* _TASKS TO PERFORM_
1. According to the passage on MyIPO provisional refusals, which section of the Trade Marks Act 2019 covers objections on absolute grounds?
2. Pick up the guide to MyIPO provisional refusals after its last sentence and write the next part.
— START OF PASSAGE GIVEN —
This guide walks through the complete reply workflow, from decoding the notice to filing evidence, requesting a hearing and, if necessary, appealing a final refusal, so that applicants can protect their rights without missing a single deadline.
If you have just received a MyIPO provisional refusal, follow these steps immediately:
The rest of this article unpacks each step with the exact forms, fee codes, evidence checklists and escalation routes you need.
A provisional refusal is a formal notice from a MyIPO examiner indicating that, based on an initial examination, the trademark application does not currently meet the requirements for registration. Crucially, it is not a final decision, it is an invitation to respond. The provisional refusal meaning under Malaysian practice is that the Registrar has identified one or more objections and is giving the applicant an opportunity to overcome them before the application is either accepted or finally refused.
These terms are sometimes used interchangeably, but they represent distinct procedural stages. An office action is the broader, internationally recognised term for any official communication raising objections, in Malaysia, the equivalent is the provisional refusal notice. A final refusal occurs only after the applicant has either failed to reply, or has replied but the Registrar remains unsatisfied. For applicants wondering how to respond to a trademark office action in Malaysia, the answer is to treat the provisional refusal as the office action and reply within the prescribed window.
The power to provisionally refuse an application stems from the examination provisions of the Trade Marks Act 2019, which authorises the Registrar to raise objections on absolute grounds (Section 23), relative grounds (Section 24) and formality grounds. MyIPO’s Manual of Trade Marks Law and Practice (Amendment 2025) sets out the practical procedures examiners follow and the forms applicants must use when replying.
— END OF PASSAGE GIVEN —
— START OF DATA SECTION —
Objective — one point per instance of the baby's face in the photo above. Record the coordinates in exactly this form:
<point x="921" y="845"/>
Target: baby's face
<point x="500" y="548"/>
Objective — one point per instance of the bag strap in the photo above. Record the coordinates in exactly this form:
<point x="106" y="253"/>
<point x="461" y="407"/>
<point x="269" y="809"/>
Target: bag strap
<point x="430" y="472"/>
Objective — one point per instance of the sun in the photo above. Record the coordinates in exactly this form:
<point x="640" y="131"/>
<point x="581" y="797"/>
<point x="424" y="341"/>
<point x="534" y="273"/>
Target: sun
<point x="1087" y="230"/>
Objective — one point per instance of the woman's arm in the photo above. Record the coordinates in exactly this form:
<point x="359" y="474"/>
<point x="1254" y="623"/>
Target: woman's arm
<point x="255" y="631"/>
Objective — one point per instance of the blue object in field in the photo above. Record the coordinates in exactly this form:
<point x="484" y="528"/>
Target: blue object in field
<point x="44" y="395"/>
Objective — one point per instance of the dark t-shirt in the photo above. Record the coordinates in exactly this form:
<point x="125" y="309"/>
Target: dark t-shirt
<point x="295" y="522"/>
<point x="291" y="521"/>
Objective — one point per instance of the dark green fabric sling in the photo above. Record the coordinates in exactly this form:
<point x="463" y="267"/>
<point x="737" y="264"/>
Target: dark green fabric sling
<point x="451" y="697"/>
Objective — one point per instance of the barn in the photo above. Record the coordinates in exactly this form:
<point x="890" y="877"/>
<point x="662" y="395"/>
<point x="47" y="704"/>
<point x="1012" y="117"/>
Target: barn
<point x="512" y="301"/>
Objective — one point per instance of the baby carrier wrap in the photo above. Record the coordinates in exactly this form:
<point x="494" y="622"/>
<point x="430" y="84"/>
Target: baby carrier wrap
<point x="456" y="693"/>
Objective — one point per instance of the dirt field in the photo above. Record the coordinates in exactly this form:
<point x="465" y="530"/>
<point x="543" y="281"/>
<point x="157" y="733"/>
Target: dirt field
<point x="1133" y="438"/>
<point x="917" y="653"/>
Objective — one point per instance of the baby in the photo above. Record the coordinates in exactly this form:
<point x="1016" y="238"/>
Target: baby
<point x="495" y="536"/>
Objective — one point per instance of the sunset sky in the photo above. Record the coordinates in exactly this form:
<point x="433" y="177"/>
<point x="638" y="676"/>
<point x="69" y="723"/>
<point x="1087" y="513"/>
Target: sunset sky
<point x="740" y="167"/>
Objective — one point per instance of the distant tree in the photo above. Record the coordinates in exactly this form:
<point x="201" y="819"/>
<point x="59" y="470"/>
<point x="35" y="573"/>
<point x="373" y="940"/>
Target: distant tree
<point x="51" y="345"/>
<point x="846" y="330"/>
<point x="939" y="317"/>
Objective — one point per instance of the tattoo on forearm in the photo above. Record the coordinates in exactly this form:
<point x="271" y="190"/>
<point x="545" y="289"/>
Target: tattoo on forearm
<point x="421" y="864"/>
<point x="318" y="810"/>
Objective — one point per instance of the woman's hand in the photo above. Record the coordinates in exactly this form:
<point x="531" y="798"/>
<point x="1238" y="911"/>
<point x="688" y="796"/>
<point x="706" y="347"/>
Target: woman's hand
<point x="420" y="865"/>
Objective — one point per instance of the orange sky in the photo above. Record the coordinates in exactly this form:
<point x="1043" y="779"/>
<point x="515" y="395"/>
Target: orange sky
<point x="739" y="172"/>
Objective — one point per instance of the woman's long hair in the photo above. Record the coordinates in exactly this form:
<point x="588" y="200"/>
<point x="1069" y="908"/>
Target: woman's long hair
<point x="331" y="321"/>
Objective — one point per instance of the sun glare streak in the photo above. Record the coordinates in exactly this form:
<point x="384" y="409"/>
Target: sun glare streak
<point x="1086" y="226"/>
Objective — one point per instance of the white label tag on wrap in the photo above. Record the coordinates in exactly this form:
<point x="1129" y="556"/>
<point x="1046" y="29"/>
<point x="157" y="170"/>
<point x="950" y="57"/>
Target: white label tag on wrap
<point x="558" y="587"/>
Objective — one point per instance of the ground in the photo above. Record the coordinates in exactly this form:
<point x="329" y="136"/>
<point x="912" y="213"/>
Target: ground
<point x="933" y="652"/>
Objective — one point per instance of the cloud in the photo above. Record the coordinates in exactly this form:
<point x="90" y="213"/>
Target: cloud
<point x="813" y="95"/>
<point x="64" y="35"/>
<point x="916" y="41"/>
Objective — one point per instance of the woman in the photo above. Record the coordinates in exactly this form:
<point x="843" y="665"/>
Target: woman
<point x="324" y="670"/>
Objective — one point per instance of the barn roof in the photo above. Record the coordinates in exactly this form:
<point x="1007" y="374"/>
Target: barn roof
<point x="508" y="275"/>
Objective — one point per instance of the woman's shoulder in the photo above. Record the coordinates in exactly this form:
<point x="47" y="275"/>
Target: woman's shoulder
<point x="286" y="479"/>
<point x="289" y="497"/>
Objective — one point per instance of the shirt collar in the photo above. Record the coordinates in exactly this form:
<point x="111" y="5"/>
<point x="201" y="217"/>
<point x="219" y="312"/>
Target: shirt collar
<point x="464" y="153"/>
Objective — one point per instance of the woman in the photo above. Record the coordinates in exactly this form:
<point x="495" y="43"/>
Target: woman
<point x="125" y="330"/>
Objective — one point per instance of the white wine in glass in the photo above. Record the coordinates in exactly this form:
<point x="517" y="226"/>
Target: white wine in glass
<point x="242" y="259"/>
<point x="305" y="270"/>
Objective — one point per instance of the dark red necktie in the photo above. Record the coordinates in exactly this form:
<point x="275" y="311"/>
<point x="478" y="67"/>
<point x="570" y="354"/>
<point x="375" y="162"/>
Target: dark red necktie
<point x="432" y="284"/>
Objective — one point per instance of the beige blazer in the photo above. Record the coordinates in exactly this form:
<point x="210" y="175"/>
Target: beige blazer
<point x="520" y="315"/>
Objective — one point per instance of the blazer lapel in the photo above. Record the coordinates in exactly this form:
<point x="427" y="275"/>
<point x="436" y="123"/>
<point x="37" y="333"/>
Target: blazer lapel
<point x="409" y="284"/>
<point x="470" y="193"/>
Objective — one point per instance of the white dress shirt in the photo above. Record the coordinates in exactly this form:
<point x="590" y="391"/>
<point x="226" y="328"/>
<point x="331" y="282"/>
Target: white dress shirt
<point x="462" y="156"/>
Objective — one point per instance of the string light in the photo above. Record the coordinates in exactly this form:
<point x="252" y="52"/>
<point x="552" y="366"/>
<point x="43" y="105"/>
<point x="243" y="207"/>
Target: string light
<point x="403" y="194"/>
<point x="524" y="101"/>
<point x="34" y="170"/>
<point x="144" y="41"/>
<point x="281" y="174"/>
— END OF DATA SECTION —
* _THE RESPONSES_
1. Section 23

2.
| Term | What It Means | Immediate Consequence |
|---|---|---|
| Provisional Refusal | Examiner objects on one or more substantive grounds (absolute or relative) but the decision is not yet final. | Applicant must file a reply within two months or risk deemed withdrawal. |
| Total Provisional Refusal | All goods/services in the application are objected to, none would proceed to acceptance without a successful reply. | The entire application is at stake; comprehensive reply or amendment required. |
| Formality Objection | The application contains deficiencies in form, documentation or classification (not necessarily substantive merit issues). | Applicant must correct the deficiency (e.g., re-classify goods, supply missing documents) within the prescribed period. |
The moment a provisional refusal arrives, you face a critical compliance decision: how to reply, what form to use, and whether to request additional time or grounds of decision. The choices you make in the first days after receipt can determine whether your mark survives.
Under the MyIPO Manual of Trade Marks Law and Practice (Amendment 2025), an applicant has two months from the date of the provisional refusal notice to file a reply. The clock begins on the date printed on the notice, not the date you physically receive it. For electronic filings through MyIPO eServices, the system timestamp serves as proof of submission date.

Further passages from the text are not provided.